_Records to process_
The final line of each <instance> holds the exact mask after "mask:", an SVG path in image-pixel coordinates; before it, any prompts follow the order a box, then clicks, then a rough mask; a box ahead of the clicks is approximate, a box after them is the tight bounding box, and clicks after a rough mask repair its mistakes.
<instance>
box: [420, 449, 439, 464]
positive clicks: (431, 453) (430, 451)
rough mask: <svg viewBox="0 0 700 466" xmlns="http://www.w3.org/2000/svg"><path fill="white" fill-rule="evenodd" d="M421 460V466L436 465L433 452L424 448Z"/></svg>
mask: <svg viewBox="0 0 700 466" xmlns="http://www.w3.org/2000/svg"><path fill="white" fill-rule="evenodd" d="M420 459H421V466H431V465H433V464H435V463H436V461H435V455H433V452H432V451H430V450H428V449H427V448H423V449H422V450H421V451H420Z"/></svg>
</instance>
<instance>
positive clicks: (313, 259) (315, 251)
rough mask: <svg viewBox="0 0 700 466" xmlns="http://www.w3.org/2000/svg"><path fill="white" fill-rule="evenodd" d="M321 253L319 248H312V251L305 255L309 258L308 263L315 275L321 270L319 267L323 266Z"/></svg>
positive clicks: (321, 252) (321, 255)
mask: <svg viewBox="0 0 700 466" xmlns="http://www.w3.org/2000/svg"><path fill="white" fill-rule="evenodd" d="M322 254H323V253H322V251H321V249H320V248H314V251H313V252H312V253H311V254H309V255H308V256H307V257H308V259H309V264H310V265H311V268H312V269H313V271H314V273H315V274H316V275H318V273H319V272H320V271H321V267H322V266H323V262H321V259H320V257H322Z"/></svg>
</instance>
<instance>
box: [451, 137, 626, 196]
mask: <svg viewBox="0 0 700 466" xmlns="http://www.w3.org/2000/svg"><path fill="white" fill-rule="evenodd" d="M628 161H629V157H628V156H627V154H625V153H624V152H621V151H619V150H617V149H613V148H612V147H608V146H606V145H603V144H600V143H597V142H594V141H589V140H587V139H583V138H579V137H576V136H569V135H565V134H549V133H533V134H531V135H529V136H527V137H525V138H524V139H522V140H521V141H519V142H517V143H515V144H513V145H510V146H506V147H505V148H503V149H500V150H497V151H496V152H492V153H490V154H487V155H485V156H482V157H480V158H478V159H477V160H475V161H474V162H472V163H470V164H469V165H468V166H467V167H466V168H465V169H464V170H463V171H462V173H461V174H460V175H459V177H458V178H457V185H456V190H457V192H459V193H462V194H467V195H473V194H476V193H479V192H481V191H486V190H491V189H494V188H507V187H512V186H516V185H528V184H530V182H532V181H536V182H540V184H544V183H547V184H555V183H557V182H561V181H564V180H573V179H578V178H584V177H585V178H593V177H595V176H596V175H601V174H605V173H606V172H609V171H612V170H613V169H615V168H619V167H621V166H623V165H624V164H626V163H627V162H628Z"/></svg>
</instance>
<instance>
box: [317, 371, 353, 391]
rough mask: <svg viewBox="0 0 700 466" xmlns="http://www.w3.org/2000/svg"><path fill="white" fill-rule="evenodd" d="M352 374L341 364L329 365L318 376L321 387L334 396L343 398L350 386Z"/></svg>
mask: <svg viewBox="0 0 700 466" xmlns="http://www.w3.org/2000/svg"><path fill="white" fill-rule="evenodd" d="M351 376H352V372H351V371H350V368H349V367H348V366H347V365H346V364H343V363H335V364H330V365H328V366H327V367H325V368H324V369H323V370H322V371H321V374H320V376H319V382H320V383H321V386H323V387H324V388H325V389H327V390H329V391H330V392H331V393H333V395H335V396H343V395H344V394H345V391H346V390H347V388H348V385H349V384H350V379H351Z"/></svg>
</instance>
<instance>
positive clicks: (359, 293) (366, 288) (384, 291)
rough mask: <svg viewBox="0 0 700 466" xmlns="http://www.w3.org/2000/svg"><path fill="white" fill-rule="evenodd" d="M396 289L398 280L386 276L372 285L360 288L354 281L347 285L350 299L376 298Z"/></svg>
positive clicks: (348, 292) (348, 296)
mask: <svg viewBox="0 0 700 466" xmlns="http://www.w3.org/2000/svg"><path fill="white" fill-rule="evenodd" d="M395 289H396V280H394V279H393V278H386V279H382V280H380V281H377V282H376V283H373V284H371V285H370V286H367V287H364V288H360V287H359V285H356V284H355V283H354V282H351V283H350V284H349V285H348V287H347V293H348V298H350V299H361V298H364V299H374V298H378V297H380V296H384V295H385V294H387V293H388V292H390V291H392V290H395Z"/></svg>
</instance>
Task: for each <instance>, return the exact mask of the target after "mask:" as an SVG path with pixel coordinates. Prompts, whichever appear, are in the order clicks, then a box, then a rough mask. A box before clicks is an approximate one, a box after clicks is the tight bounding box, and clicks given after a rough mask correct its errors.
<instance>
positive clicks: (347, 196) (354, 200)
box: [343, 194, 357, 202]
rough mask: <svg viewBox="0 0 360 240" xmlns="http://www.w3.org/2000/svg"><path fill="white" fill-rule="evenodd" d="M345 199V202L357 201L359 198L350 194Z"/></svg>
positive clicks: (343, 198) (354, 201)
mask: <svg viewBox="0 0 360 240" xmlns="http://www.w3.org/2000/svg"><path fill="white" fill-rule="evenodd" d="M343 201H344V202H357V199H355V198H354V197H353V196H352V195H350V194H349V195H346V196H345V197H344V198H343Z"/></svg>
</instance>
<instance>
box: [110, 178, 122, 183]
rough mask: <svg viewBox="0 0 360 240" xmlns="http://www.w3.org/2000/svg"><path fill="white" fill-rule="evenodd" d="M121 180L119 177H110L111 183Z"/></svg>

_Directions_
Please recast the items from the first line through the line containing "460V466L436 465L433 452L424" as a Markdown table with the columns Row and Text, numbering each line and leaving out blank lines.

_Answer section_
| Row | Text |
|---|---|
| 1 | The final line of each <instance> holds the exact mask after "mask:", an SVG path in image-pixel coordinates; before it, any prompts follow the order a box, then clicks, then a rough mask; a box ahead of the clicks is approximate, a box after them is the tight bounding box, and clicks after a rough mask repair its mistakes. |
| 2 | <instance> |
| 3 | box: [420, 449, 439, 464] |
| 4 | positive clicks: (431, 453) (430, 451) |
| 5 | rough mask: <svg viewBox="0 0 700 466" xmlns="http://www.w3.org/2000/svg"><path fill="white" fill-rule="evenodd" d="M421 460V466L436 465L433 452L424 448Z"/></svg> |